Tasks to perform =>
A. Which means of communication does the text on capitalism and empire name? List every one.
B. Copy the text on capitalism and empire word for word, from "But they are" up to and including "our collective survival.".

Selected extract =>
-------

Meanwhile the peripheries have forged a history of struggles and organization, often defeated but still part of the social memory. In Latin America specially the old oligarchies are losing control. The US plan of restoring the old boys is destined to fail. Through the World, the empire is a thread of unstable vassals and protectorates, whose internal dynamics, expression of the crisis of underdeveloped modernity, are not anymore under imperial control and that actually challenge directly the imperial foundations.
In the periphery is the BRIC also, regional barons rather than true challengers, whose success is based in their very integration in Global Capitalism. They can maybe realize national capitalism to some extent but this must get them, sooner than later, facing the same barriers that affect the Empire they mirror. No hope either in those models that are not truly autonomous. Nothing is today.
Meanwhile the resistances, presented in the media as lost causes, unable to effectively challenge the monstrous military, economic and propaganda machine of the empire, survive against all odds. They stubbornly refuse to surrender and/or reappear with new forms.
But they are fragmented. Somewhat ironically the globalization of these necessarily local struggles appears as the necessary evolution of Humankind, as the necessary form of our collective survival.
So far the synthesis.
Opinion: Socialism or Capitalism Cancer and Death?
I agree with all the article, a rare occurrence.
I agree that Capitalism has degenerated into a mere parasitism, what was unavoidable; that it has brought us so far but is unable to bring us to port and unless removed from office will get the ship wrecked and all us dead or worse.
I think that the Empire has two good historical comparisons: one is a blend of late republic and late empire of Rome, the other, maybe the best comparison is the Habsburg Empire of Charles V and Philip II, with its meteoric rise and fall, its oversizing and its facing multiple foes all around. It is also an example that has all the qualities of Western Modernity.
But there is one difference: the difference between the print and the Internet. The speed of communication.
There are other differences: Capitalism has organized huge transforming (productive) forces indeed but I see the Internet as the culmination of globalization and more or less effective reunion of Humankind into a single intellectual network with no or few bounds and near instantaneous impact. So it embodies the rest somehow. Similarly the printing machine represents better than anything else Early Modernity (even Late Modernity). It was the print what had the Protestants organized for instance, even if the Empire also made use of it. Hundreds of years later it was also the print which brought the bourgeois system to power and even in the last century it was central... until the Internet took over.
This is something the article does not ponder except in a very general sense. If Modernity was the Age of Print, what will be the Age of Internet? It should not be the same: it never happens that way.
Sure: I'm ignoring a bit the impact of telephone, radio and TV but you will excuse me for that I hope: they are more a transition than any stable stage and could not really take the place of the printing machine, be it Gutenberg's or the Vietnamese.
Whatever the exact details of future developments, we are at a historical crossroads like no one before. There is a lot of potential here: billions of people, mostly good people, a global quasi-instant network of collective thought, persistent insurgencies nearly everywhere, growing awareness. There is also a huge challenge like never before, beginning by our environmental survival (us in our environment: Earth), continuing by how to organize so many people at a scale of democracy never before known and ending on the thorny details of how to organize a post-capitalist economy with no real precedents.
I honestly do not feel at the height of the challenge and probably neither do you. But that is the challenge and we are here (by chance, by destiny...) to face it the best we can.
For what they were we are, for what we are they will be. Ya know.

-------

Data section =>
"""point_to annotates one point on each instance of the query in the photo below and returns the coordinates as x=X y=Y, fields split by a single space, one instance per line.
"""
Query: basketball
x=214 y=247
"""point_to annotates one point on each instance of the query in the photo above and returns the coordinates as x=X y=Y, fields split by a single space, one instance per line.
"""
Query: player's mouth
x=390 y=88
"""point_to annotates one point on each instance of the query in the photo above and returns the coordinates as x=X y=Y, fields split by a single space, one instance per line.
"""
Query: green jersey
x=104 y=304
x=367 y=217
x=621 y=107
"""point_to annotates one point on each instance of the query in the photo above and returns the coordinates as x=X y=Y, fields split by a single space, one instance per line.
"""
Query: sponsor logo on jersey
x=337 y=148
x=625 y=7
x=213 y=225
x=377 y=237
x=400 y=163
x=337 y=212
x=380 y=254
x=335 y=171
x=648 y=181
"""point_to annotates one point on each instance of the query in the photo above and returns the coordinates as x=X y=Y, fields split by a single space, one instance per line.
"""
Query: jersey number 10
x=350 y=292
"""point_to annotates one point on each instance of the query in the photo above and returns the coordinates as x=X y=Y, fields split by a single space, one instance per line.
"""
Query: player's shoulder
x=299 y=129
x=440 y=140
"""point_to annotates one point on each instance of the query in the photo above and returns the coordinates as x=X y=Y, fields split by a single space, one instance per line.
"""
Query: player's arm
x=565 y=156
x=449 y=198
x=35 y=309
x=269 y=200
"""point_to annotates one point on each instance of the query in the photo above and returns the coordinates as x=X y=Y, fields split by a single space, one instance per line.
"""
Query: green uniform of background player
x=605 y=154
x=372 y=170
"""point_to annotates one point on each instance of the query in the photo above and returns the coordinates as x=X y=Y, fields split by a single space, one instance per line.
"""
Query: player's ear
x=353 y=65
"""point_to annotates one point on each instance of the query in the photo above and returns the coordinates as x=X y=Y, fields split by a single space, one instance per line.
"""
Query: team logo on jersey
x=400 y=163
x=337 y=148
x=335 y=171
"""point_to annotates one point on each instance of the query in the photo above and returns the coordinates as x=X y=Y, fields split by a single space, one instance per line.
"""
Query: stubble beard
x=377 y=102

-------

Answers to the tasks =>
A. The print (the printing machine), the Internet, the telephone, radio, TV

B.
But they are fragmented. Somewhat ironically the globalization of these necessarily local struggles appears as the necessary evolution of Humankind, as the necessary form of our collective survival.